ИСХОДНЫЙ ТЕКСТ →
'''
Книга: Тридцатилетняя война. Величайшие битвы за господство в средневековой Европе. 1618—1648
Назад: 5
Дальше: 7

6

В Вене под моросящим дождем процессия кающихся молила Бога отвратить свой гнев; среди них пешком по грязи шел сам император, и вода стекала ему за воротник. Но Бог не прислушался к его молитвам. На обращения к Риму он получил лишь тот холодный ответ, что папа не считает войну религиозной. Письма в Мадрид подтвердили только известную истину: что резервы Испании, по меньшей мере на данный момент, исчерпаны. Посольство, отправленное в Варшаву, получило такой же бесполезный ответ.
Фердинанду, вынужденному справляться собственными силами, не осталось ничего иного, кроме как снова обратиться к Валленштейну. Друзья полководца уговаривали императора призвать его еще с прошлой весны, но первое время император колебался, разрываясь между желанием и необходимостью. Его собственный сын, младший Фердинанд II, упрашивал отца сделать его главнокомандующим, но даже любящий отец не мог не понимать, что его назначение не решит финансовых проблем. Кормить, одевать и оплачивать войска мог лишь тот человек, за счет чьих средств они кормились, одевались и оплачивались раньше. Трижды с ноября по декабрь 1631 года император в письмах просил Валленштейна вернуться; последний раз он даже написал письмо собственноручно от первой до последней строчки. В декабре он отправил к Валленштейну посольство, и не столько для того, чтобы выдвигать условия, сколько чтобы выяснить, какие условия предложит сам полководец. Лишь в канун нового года Валленштейн поддался на уговоры, а потом всего только пообещал собрать новую армию к следующему марту, но не обязался затем ни платить ей жалованье, ни возглавить ее.
Испанцы на Рейне находились даже в еще более опасном положении, чем Фердинанд II в Вене. Они потеряли Майнц и Мангейм, войска в оставшихся гарнизонах не получали жалованья, бунтовали и голодали, поскольку земли, откуда им поступало содержание, были захвачены наступающими протестантами, а в довершение всего швейцарцы по совету Густава II Адольфа закрыли проходы и перевалы, голландцы предложили ему субсидии на следующий год, а на левом берегу Рейна французы угрожающе двинулись вперед без всякого объявления войны.
'''
ИНСТРУКЦИИ К ЗАДАНИЯМ →
1: Определите, согласуются ли с отрывком о Тридцатилетней войне утверждения (a) «Император участвовал в покаянной процессии в Вене пешком», (b) «Папа признал войну религиозной» и (c) «Валленштейн обязался возглавить новую армию». Для каждого ответьте «да» или «нет» и дословно приведите решающие слова отрывка.
2: Воспроизведите дословно часть отрывка о Тридцатилетней войне, начиная со слов «Испанцы на Рейне» и заканчивая словами «всякого объявления войны.».

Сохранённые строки
'''
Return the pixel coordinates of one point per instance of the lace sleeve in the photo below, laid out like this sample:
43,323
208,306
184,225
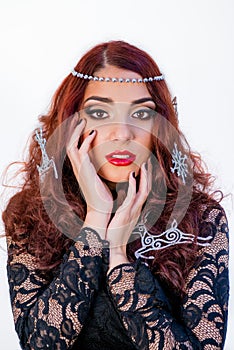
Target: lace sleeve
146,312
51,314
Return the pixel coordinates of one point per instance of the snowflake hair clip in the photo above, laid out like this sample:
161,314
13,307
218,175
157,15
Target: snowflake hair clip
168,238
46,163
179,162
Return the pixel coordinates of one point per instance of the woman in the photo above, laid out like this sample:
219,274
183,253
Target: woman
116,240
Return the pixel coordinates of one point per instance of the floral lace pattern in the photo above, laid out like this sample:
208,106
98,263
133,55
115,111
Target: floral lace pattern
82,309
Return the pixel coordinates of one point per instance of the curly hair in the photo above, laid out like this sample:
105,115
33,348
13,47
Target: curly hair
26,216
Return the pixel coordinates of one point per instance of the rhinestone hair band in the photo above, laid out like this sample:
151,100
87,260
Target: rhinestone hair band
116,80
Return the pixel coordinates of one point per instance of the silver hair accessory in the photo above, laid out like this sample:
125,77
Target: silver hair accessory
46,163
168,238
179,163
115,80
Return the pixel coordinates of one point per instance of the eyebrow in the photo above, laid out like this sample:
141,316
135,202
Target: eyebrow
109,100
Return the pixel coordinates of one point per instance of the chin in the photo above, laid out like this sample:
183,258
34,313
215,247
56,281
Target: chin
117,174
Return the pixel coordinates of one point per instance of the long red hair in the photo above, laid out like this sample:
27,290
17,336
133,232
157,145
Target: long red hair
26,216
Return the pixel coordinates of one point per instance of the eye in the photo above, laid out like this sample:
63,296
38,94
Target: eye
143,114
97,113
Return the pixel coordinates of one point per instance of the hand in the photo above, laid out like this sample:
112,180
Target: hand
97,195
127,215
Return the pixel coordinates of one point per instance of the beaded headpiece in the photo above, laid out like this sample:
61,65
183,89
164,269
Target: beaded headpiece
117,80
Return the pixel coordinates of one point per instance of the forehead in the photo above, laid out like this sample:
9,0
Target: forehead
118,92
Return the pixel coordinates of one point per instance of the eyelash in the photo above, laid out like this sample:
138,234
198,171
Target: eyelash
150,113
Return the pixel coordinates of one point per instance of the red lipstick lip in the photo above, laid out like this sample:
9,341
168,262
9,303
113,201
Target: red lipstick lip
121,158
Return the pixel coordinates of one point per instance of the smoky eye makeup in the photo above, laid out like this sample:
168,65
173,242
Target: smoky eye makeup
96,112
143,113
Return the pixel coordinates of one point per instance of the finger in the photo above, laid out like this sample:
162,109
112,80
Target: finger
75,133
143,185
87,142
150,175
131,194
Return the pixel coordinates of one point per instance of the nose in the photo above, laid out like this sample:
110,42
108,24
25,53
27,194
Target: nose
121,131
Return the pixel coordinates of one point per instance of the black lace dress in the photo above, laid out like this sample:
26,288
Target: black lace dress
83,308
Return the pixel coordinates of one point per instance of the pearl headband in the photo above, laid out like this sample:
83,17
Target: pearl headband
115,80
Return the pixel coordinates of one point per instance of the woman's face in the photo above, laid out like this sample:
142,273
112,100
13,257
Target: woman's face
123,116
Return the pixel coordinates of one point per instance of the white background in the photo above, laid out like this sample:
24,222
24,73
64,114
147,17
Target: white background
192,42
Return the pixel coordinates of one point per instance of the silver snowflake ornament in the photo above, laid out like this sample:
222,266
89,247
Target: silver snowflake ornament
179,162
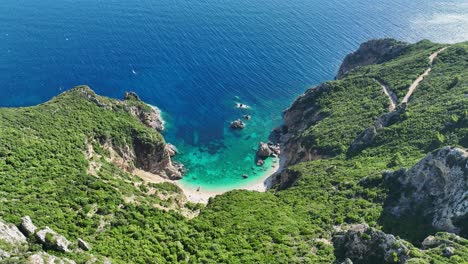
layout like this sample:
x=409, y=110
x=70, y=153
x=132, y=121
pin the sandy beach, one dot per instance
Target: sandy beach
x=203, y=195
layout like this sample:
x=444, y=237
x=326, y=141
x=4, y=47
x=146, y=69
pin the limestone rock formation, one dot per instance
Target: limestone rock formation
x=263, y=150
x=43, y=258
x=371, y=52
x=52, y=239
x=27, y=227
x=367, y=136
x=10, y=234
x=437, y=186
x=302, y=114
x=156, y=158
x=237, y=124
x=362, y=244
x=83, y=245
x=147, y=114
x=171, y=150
'''
ПРАВИЛЬНЫЕ ОТВЕТЫ →
1:
(a) Да: «среди них пешком по грязи шел сам император».
(b) Нет: «папа не считает войну религиозной».
(c) Нет: «но не обязался затем ни платить ей жалованье, ни возглавить ее».

2:
Испанцы на Рейне находились даже в еще более опасном положении, чем Фердинанд II в Вене. Они потеряли Майнц и Мангейм, войска в оставшихся гарнизонах не получали жалованья, бунтовали и голодали, поскольку земли, откуда им поступало содержание, были захвачены наступающими протестантами, а в довершение всего швейцарцы по совету Густава II Адольфа закрыли проходы и перевалы, голландцы предложили ему субсидии на следующий год, а на левом берегу Рейна французы угрожающе двинулись вперед без всякого объявления войны.